## start Data shown

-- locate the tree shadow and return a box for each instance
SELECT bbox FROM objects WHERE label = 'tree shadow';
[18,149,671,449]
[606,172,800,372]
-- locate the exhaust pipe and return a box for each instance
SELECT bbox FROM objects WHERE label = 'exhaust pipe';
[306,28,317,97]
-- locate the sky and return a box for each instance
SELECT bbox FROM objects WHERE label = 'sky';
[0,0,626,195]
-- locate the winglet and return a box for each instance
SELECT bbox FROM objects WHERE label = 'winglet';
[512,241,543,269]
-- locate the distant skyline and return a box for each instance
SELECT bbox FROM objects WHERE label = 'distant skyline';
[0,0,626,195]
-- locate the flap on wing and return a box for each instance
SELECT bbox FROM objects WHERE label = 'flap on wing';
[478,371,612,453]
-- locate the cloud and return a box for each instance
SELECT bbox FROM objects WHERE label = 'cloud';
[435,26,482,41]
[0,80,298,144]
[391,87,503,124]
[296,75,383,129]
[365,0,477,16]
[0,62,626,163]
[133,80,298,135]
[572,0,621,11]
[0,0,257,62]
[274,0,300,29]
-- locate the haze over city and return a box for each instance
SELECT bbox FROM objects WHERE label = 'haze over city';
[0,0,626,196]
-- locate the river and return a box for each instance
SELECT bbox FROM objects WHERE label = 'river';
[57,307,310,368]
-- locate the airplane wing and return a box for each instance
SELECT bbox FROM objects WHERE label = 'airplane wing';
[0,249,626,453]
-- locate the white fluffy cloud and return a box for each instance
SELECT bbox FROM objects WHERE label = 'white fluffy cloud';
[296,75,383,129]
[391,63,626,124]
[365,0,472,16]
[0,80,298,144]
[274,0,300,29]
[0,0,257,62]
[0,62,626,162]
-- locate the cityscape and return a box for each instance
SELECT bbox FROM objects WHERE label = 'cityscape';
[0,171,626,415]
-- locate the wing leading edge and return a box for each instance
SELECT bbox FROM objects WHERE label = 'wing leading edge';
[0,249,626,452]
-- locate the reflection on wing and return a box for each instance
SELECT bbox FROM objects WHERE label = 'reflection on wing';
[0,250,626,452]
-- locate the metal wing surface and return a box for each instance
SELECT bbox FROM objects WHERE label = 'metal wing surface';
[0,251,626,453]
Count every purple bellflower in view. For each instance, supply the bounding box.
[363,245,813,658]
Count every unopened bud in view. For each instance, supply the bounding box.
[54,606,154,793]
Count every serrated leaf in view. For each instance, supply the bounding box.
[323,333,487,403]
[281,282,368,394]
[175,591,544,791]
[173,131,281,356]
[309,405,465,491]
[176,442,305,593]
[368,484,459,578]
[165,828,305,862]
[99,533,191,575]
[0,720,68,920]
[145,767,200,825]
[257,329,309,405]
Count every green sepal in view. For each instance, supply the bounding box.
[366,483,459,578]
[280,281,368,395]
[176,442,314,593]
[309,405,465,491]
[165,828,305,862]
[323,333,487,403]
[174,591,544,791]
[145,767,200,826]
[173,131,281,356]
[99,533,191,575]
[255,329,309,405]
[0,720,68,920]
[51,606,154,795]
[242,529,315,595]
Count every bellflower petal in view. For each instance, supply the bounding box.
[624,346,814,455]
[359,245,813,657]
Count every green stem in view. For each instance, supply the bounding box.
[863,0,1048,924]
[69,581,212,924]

## end Data shown

**Work required**
Format every line of the listing above as a numbered list, leaving out any blank lines.

**Written answer**
1. -- locate the tree shadow and return a box for each instance
2. SELECT bbox FROM objects WHERE label = 'tree shadow';
3. [18,149,671,449]
4. [606,172,800,372]
5. -- locate the exhaust pipe and return a box for each instance
6. SELECT bbox FROM objects WHERE label = 'exhaust pipe';
7. [306,28,317,97]
8. -- locate the sky and return a box for each instance
9. SELECT bbox FROM objects WHERE label = 'sky';
10. [0,0,626,195]
11. -- locate the winglet and return a box for each instance
12. SELECT bbox FROM objects WHERE label = 'winglet';
13. [512,241,543,269]
14. -- locate the distant skyline and return a box for each instance
15. SELECT bbox FROM objects WHERE label = 'distant skyline';
16. [0,0,626,195]
17. -- locate the flap on wing and return a box for each instance
18. SELECT bbox FROM objects WHERE label = 'flap on wing';
19. [478,371,612,453]
20. -- locate the cloud and return a box for each instance
21. SELECT bbox FROM objects WHERE label = 'cloud';
22. [435,26,482,41]
23. [0,80,298,144]
24. [391,87,503,124]
25. [296,75,383,129]
26. [365,0,477,16]
27. [0,62,626,163]
28. [133,80,298,135]
29. [572,0,621,11]
30. [0,0,257,62]
31. [274,0,300,29]
32. -- locate the haze over city and return a box for each instance
33. SELECT bbox FROM objects WHERE label = 'haze over city';
34. [0,0,626,196]
35. -- locate the river and return a box for each instance
36. SELECT bbox FROM objects WHERE label = 'river';
37. [57,307,310,368]
38. -- locate the airplane wing and return a box for each instance
39. SELECT bbox FROM objects WHERE label = 'airplane wing';
40. [0,249,626,453]
41. -- locate the white fluffy cloud and return a box for each instance
42. SELECT bbox FROM objects WHERE label = 'white fluffy cloud';
43. [296,75,383,129]
44. [391,63,626,124]
45. [365,0,472,16]
46. [0,80,298,144]
47. [274,0,300,29]
48. [0,0,257,62]
49. [0,62,626,162]
50. -- locate the cityscape and return a box for each instance
51. SELECT bbox FROM objects WHERE label = 'cityscape';
52. [0,171,626,415]
53. -- locate the wing leading edge and return a box for each instance
54. SELECT bbox FROM objects WHERE label = 'wing leading edge';
55. [0,249,626,452]
56. -- locate the reflection on wing and return a box for each instance
57. SELECT bbox FROM objects WHERE label = 'reflection on wing';
58. [0,250,626,452]
59. -- locate the metal wing surface and return a box for each instance
60. SELECT bbox FROM objects WHERE label = 'metal wing surface';
61. [0,251,626,453]
62. Count every purple bellflower in view. For each instance, supply the bounding box.
63. [363,245,813,658]
64. Count every unopened bud in view. For each instance, supply the bounding box.
65. [54,606,154,793]
66. Count every serrated leaf in view. For each instance, supply the bounding box.
67. [323,333,487,403]
68. [281,282,368,394]
69. [175,591,544,791]
70. [173,131,281,356]
71. [309,405,465,491]
72. [176,442,305,593]
73. [368,484,459,578]
74. [165,828,305,862]
75. [99,533,191,575]
76. [0,720,68,920]
77. [145,767,200,825]
78. [257,329,309,405]
79. Count every green sepal in view. For each instance, supply the bounding box.
80. [366,483,459,578]
81. [280,281,368,395]
82. [176,442,314,593]
83. [309,405,465,491]
84. [165,828,305,862]
85. [323,333,487,403]
86. [174,591,544,791]
87. [145,767,200,826]
88. [173,131,281,356]
89. [99,533,191,575]
90. [255,329,309,405]
91. [0,720,68,920]
92. [51,606,154,795]
93. [242,529,315,595]
94. Count every bellflower petal in view. For each instance, supply the bounding box.
95. [624,346,814,455]
96. [359,245,813,657]
97. Count every green stem in view. For each instance, supply the bounding box.
98. [863,0,1048,924]
99. [69,581,212,924]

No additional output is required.